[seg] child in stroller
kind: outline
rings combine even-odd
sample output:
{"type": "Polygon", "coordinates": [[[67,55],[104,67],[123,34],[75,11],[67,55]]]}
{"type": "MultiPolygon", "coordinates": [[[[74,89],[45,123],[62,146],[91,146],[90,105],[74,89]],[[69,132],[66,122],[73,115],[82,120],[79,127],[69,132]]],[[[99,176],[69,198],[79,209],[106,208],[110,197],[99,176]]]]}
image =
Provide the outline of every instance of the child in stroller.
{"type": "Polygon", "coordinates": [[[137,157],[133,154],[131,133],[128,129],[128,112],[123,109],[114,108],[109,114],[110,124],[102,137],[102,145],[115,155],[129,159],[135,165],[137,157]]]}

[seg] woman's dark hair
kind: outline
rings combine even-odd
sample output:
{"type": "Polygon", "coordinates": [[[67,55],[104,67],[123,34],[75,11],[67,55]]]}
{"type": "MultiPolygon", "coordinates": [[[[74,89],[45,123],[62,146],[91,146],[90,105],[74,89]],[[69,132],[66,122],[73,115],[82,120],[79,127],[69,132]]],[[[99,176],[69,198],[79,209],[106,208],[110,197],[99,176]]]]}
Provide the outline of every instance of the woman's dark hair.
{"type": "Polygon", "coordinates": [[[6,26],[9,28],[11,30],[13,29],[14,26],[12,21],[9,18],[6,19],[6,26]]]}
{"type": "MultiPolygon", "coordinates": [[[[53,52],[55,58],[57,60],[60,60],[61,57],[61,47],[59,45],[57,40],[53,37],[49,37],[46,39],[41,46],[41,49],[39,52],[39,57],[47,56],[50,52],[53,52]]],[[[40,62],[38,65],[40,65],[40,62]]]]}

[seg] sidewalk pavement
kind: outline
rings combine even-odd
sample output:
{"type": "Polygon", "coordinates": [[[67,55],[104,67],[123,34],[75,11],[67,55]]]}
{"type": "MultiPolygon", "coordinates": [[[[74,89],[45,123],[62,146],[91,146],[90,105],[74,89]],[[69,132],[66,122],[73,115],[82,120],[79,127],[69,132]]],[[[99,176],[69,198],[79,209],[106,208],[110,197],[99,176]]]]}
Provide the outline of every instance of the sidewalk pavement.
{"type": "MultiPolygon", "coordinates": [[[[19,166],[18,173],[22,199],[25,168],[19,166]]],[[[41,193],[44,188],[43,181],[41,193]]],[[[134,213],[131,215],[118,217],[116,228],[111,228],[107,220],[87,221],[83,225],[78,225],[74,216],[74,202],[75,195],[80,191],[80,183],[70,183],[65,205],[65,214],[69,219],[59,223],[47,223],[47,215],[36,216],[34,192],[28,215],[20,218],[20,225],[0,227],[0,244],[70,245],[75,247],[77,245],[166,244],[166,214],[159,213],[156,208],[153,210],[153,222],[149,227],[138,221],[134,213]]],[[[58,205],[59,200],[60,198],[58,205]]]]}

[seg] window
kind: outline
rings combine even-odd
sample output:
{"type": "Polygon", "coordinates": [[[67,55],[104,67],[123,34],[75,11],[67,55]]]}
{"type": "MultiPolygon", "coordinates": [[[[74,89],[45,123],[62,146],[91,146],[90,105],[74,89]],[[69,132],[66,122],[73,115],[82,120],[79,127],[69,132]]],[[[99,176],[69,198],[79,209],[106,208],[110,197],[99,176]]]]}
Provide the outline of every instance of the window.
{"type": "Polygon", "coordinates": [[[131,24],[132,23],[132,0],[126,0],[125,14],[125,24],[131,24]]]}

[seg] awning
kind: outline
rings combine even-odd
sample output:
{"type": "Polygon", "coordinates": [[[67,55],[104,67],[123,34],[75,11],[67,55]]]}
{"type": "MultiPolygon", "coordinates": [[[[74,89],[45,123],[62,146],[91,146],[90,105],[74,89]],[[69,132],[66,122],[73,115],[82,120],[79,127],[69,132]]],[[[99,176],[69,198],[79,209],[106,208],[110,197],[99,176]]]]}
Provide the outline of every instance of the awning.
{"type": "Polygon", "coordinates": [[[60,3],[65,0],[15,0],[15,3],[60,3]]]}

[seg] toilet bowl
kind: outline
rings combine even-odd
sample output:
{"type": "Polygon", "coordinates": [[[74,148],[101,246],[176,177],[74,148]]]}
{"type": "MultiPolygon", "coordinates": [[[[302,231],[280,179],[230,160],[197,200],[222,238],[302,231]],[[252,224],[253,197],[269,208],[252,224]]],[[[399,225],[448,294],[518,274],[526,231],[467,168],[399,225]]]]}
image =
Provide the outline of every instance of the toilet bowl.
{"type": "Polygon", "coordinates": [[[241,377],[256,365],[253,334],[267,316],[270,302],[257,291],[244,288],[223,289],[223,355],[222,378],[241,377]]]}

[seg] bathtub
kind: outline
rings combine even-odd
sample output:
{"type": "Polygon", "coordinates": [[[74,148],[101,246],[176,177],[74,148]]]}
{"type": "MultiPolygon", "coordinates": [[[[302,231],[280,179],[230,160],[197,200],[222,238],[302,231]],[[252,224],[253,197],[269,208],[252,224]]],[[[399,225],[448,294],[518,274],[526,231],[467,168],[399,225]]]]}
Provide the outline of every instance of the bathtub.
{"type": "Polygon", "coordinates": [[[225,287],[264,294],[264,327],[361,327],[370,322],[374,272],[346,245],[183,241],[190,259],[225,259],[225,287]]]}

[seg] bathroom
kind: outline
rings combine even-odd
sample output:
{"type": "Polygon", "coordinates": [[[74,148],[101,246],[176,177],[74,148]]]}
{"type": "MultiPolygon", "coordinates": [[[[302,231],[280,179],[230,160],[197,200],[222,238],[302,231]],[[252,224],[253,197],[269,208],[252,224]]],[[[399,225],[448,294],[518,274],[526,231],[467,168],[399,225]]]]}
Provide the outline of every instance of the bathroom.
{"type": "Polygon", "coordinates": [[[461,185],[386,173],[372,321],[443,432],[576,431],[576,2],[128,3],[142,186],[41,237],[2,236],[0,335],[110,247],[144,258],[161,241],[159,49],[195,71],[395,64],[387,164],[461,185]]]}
.....
■ Required work: Could you copy out all of the data above word for word, keeping every line and character unchanged?

■ Final result:
[seg] child in stroller
kind: outline
rings combine even-odd
sample output:
{"type": "Polygon", "coordinates": [[[67,55],[104,67],[123,34],[75,11],[67,55]]]}
{"type": "MultiPolygon", "coordinates": [[[[74,89],[45,123],[62,146],[91,146],[90,105],[74,89]],[[69,132],[66,122],[73,115],[82,120],[79,127],[69,132]]],[[[99,176],[69,198],[79,209],[106,208],[110,197],[99,176]]]]}
image =
Provide the outline of every instance of the child in stroller.
{"type": "Polygon", "coordinates": [[[137,157],[133,154],[131,133],[128,129],[128,112],[123,109],[114,108],[109,114],[110,124],[102,137],[102,145],[115,155],[129,159],[135,165],[137,157]]]}

[seg] woman's dark hair
kind: outline
rings combine even-odd
sample output:
{"type": "Polygon", "coordinates": [[[67,55],[104,67],[123,34],[75,11],[67,55]]]}
{"type": "MultiPolygon", "coordinates": [[[[74,89],[45,123],[62,146],[91,146],[90,105],[74,89]],[[69,132],[66,122],[73,115],[82,120],[79,127],[69,132]]],[[[99,176],[69,198],[79,209],[106,208],[110,197],[99,176]]]]}
Provide the outline of every instance of the woman's dark hair.
{"type": "Polygon", "coordinates": [[[6,26],[9,28],[11,30],[13,29],[14,26],[12,21],[9,18],[6,19],[6,26]]]}
{"type": "MultiPolygon", "coordinates": [[[[53,52],[55,58],[57,60],[60,60],[61,57],[61,47],[59,45],[57,40],[53,37],[49,37],[46,39],[41,46],[41,49],[39,52],[39,57],[47,56],[50,52],[53,52]]],[[[40,62],[38,65],[40,65],[40,62]]]]}

[seg] sidewalk pavement
kind: outline
rings combine even-odd
sample output:
{"type": "Polygon", "coordinates": [[[67,55],[104,67],[123,34],[75,11],[67,55]]]}
{"type": "MultiPolygon", "coordinates": [[[[74,89],[45,123],[62,146],[91,146],[90,105],[74,89]],[[69,132],[66,122],[73,115],[82,120],[79,127],[69,132]]],[[[99,176],[69,198],[79,209],[106,208],[110,197],[99,176]]]]}
Provide the outline of every instance of the sidewalk pavement.
{"type": "MultiPolygon", "coordinates": [[[[19,166],[18,173],[22,199],[25,168],[19,166]]],[[[41,193],[44,188],[43,181],[41,193]]],[[[134,213],[131,215],[118,217],[116,228],[111,228],[107,220],[87,221],[83,225],[78,225],[74,216],[74,202],[75,195],[80,191],[80,183],[70,183],[65,205],[65,214],[69,219],[59,223],[47,223],[47,215],[36,216],[34,192],[28,215],[20,218],[20,225],[0,227],[0,244],[70,245],[75,247],[77,245],[166,244],[166,214],[159,213],[156,208],[153,210],[153,222],[149,227],[138,221],[134,213]]],[[[58,205],[59,200],[60,198],[58,205]]]]}

[seg] window
kind: outline
rings combine even-odd
sample output:
{"type": "Polygon", "coordinates": [[[67,55],[104,67],[123,34],[75,11],[67,55]]]}
{"type": "MultiPolygon", "coordinates": [[[[74,89],[45,123],[62,146],[91,146],[90,105],[74,89]],[[69,132],[66,122],[73,115],[82,120],[79,127],[69,132]]],[[[99,176],[69,198],[79,209],[106,208],[110,197],[99,176]]]]}
Provide the outline of every instance of the window.
{"type": "Polygon", "coordinates": [[[131,24],[132,23],[132,0],[126,0],[125,14],[125,24],[131,24]]]}

[seg] awning
kind: outline
rings combine even-odd
sample output:
{"type": "Polygon", "coordinates": [[[67,55],[104,67],[123,34],[75,11],[67,55]]]}
{"type": "MultiPolygon", "coordinates": [[[[74,89],[45,123],[62,146],[91,146],[90,105],[74,89]],[[69,132],[66,122],[73,115],[82,120],[79,127],[69,132]]],[[[99,176],[69,198],[79,209],[106,208],[110,197],[99,176]]]]}
Provide the outline of every instance of the awning.
{"type": "Polygon", "coordinates": [[[60,3],[65,0],[15,0],[15,3],[60,3]]]}

[seg] toilet bowl
kind: outline
rings combine even-odd
sample output:
{"type": "Polygon", "coordinates": [[[74,148],[101,246],[176,177],[74,148]]]}
{"type": "MultiPolygon", "coordinates": [[[[302,231],[280,179],[230,160],[197,200],[222,238],[302,231]],[[252,224],[253,197],[269,208],[252,224]]],[[[399,225],[448,294],[518,274],[526,231],[467,168],[399,225]]]]}
image =
Provide the outline of every instance of the toilet bowl.
{"type": "Polygon", "coordinates": [[[241,377],[256,365],[253,334],[267,316],[270,302],[257,291],[244,288],[223,289],[223,355],[222,378],[241,377]]]}

[seg] bathtub
kind: outline
rings combine even-odd
sample output:
{"type": "Polygon", "coordinates": [[[74,148],[101,246],[176,177],[74,148]]]}
{"type": "MultiPolygon", "coordinates": [[[[302,231],[280,179],[230,160],[197,200],[222,238],[302,231]],[[252,224],[253,197],[269,208],[252,224]]],[[[399,225],[448,294],[518,274],[526,231],[467,168],[399,225]]]]}
Provide the outline of every instance of the bathtub.
{"type": "Polygon", "coordinates": [[[225,287],[264,294],[264,327],[361,327],[370,322],[374,272],[346,245],[183,241],[190,259],[225,259],[225,287]]]}

[seg] bathroom
kind: outline
rings combine even-odd
sample output:
{"type": "Polygon", "coordinates": [[[74,148],[101,246],[176,177],[74,148]]]}
{"type": "MultiPolygon", "coordinates": [[[[302,231],[280,179],[230,160],[197,200],[222,238],[302,231]],[[252,224],[253,197],[269,208],[252,224]]],[[[399,225],[448,294],[518,274],[526,231],[467,168],[399,225]]]]}
Provide the outline of every instance of the bathroom.
{"type": "Polygon", "coordinates": [[[461,185],[386,173],[372,321],[443,432],[576,431],[576,2],[128,3],[142,186],[41,237],[2,236],[0,335],[110,247],[144,258],[161,241],[159,49],[195,71],[395,64],[387,164],[461,185]]]}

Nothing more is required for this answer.